# Set exercise
How many lines of the records below contain the string "jersey"? Case counts. Reply with the number alone.

# Entries
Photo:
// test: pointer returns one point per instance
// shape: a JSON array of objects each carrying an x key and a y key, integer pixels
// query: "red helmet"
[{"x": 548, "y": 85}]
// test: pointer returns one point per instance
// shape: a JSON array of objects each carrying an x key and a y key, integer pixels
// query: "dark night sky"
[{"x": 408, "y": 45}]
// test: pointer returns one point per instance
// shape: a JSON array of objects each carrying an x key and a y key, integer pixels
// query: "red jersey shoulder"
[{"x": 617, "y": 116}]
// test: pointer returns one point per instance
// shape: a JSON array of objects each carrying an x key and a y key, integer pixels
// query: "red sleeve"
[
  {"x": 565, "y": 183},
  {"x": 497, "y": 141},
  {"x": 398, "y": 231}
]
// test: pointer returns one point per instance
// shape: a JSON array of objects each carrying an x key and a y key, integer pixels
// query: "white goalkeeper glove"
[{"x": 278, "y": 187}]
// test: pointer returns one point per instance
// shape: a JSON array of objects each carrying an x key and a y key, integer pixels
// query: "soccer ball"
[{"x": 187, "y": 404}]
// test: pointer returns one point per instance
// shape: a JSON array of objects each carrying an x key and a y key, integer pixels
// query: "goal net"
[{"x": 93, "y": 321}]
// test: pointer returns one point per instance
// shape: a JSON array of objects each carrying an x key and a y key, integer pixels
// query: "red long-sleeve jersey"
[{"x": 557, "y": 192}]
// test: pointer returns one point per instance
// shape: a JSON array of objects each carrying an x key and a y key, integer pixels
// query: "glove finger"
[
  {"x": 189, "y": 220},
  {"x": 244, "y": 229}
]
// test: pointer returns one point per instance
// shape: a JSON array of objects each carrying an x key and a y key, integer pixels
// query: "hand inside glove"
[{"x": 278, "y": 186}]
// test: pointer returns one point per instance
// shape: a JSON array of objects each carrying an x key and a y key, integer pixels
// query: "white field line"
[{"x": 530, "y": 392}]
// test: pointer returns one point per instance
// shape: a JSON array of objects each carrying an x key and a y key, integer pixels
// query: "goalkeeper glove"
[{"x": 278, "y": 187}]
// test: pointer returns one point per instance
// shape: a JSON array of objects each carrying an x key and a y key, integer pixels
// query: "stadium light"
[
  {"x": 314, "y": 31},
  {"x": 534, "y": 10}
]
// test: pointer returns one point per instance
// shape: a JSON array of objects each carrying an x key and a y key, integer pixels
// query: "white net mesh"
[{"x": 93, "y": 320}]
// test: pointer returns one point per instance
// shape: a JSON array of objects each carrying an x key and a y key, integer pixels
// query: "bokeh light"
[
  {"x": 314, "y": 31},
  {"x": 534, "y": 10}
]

# Answer
2